→ **DIRECTION**
Identify each line in the records below that contains the word "wall", and copy those lines out.

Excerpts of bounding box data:
▶

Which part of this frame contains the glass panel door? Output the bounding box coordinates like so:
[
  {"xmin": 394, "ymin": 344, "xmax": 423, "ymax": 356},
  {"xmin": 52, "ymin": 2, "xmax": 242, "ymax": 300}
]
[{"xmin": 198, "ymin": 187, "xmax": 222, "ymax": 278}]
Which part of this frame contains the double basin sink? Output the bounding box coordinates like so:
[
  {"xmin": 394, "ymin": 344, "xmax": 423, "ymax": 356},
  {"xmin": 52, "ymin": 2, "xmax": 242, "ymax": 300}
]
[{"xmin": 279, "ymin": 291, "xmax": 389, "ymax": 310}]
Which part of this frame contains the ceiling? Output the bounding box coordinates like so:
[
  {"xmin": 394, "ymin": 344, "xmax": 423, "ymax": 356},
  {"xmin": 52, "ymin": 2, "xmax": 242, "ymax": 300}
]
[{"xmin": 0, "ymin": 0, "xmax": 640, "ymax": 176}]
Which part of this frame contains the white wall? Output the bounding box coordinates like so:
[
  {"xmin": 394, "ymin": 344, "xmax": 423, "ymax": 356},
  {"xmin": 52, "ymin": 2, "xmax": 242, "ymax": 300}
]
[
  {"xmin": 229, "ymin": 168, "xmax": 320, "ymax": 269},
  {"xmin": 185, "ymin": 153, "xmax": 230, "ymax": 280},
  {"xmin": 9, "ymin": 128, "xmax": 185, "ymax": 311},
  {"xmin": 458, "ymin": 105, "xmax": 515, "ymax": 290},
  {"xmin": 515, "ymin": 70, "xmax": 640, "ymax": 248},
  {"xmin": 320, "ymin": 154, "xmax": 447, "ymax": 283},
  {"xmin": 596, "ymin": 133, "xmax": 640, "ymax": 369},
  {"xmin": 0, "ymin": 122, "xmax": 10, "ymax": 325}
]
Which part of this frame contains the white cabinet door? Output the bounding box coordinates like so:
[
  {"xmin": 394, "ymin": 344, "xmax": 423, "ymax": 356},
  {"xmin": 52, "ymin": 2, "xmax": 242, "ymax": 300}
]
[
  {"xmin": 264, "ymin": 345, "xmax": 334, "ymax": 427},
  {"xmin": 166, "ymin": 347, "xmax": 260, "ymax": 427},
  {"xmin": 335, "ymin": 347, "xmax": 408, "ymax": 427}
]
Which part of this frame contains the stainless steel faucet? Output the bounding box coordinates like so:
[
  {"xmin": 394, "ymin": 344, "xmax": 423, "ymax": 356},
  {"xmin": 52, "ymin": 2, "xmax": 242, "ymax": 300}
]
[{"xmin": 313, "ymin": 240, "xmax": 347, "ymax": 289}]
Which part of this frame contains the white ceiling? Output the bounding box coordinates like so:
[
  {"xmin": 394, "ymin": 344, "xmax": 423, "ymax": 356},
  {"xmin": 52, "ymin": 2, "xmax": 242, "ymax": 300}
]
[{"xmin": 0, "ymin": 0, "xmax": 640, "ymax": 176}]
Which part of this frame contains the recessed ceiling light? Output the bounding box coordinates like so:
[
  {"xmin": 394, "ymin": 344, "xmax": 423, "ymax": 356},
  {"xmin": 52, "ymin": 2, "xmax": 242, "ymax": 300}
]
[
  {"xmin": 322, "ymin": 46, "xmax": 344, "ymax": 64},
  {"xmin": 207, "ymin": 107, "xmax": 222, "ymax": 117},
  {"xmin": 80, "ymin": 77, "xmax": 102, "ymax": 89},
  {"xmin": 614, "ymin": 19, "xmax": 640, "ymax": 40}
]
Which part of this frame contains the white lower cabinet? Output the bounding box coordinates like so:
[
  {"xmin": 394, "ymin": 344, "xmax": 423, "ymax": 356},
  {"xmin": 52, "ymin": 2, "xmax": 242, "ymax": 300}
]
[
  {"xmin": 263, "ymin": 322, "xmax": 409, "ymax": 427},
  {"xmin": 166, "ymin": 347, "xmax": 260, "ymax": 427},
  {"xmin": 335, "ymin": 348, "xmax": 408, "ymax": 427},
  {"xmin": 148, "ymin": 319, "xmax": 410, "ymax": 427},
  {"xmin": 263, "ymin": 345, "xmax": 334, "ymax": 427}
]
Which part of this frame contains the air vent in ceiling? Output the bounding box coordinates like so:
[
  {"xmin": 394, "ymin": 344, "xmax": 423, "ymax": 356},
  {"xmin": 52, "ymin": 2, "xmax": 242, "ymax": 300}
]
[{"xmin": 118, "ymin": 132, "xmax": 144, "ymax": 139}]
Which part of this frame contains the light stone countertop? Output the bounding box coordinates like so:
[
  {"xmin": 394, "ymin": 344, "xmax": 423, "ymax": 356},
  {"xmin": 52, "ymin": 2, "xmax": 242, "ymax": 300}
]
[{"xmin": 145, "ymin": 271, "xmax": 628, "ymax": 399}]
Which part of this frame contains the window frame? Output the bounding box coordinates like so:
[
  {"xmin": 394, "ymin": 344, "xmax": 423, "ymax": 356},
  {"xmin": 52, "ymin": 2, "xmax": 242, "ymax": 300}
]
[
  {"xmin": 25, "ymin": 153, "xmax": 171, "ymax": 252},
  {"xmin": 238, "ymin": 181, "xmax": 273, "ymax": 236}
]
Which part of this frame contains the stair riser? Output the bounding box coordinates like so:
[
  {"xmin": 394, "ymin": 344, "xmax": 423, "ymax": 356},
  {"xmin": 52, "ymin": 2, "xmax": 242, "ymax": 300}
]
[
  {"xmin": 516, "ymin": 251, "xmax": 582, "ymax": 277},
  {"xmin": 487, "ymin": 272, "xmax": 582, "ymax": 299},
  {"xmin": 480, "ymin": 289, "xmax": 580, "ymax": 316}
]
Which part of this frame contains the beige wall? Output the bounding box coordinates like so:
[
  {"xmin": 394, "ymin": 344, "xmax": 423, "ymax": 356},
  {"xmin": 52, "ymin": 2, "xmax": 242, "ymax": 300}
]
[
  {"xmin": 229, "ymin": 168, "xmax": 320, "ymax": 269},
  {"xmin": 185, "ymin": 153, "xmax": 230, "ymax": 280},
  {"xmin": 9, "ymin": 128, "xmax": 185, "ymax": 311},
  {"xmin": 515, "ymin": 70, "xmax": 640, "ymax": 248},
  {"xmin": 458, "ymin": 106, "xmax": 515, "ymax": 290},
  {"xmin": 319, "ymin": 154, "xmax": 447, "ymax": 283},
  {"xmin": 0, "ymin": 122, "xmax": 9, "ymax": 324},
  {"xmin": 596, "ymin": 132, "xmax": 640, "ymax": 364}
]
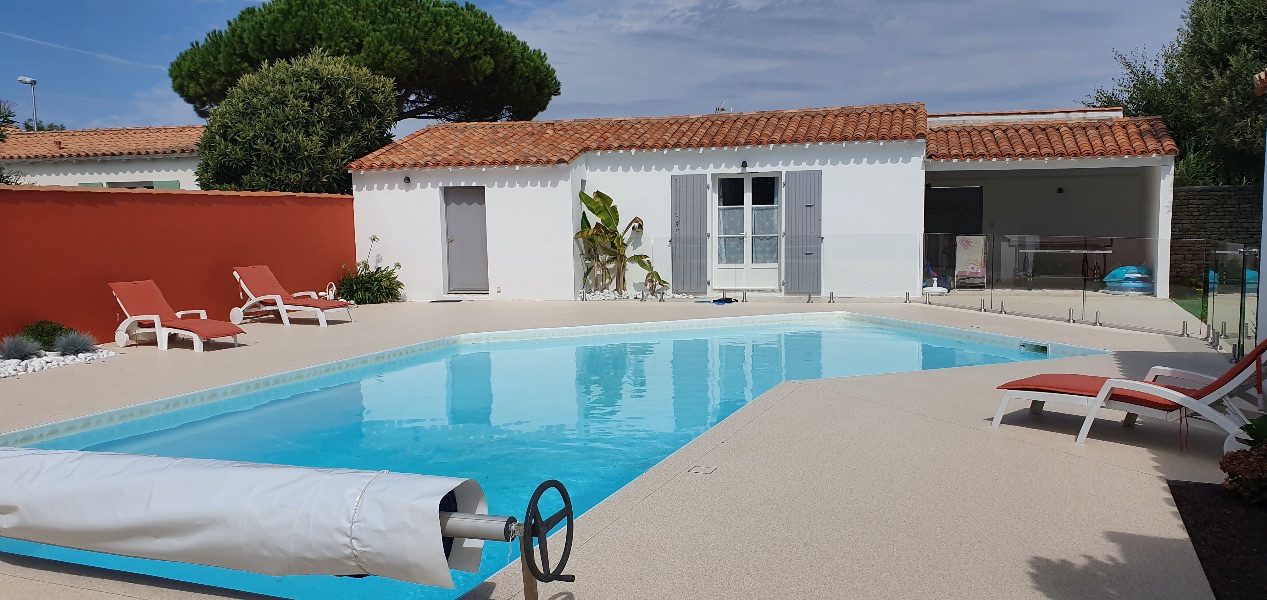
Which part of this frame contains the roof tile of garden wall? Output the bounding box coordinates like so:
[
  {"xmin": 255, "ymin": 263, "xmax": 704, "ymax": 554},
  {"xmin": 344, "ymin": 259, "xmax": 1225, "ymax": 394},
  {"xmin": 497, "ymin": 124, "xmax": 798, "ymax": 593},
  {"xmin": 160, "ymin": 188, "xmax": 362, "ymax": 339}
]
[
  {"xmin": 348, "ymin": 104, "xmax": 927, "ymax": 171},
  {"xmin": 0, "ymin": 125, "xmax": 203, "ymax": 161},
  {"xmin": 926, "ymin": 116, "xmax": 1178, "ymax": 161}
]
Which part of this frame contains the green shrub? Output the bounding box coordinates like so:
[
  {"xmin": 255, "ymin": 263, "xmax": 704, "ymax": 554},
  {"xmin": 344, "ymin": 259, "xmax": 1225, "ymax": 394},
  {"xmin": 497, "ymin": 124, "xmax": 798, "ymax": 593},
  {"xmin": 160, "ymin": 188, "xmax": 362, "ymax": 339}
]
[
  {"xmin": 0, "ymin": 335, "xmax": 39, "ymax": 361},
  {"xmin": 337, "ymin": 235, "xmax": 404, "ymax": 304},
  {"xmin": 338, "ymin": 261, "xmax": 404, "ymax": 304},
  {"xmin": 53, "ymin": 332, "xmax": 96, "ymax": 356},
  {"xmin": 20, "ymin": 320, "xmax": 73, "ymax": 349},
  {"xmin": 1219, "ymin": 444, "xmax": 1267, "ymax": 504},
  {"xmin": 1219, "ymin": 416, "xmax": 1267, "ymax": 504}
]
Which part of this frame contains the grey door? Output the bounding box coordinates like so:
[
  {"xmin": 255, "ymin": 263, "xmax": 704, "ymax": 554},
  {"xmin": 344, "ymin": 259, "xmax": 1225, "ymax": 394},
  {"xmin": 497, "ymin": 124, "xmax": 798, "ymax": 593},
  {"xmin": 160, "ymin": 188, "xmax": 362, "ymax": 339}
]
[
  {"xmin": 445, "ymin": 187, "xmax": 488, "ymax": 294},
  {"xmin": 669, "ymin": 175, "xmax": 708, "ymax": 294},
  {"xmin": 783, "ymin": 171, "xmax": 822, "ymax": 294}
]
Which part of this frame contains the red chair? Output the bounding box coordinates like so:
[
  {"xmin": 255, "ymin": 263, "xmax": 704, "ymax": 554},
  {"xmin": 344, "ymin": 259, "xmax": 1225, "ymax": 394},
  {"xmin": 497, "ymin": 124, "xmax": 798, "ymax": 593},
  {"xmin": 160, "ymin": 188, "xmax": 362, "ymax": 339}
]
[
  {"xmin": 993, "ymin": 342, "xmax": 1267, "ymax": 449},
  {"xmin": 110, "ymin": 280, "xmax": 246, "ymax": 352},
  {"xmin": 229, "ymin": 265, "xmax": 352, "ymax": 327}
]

◀

→ **COMPLETE ANSWER**
Which part of this frame contains the white wall? Output the bounding box coordinates like so:
Which part of this frame contains the beige wall? Output the bounding box coordinates like so:
Which part of this frame contains the roof tile of garden wall? Output the bounding box coordinates like so:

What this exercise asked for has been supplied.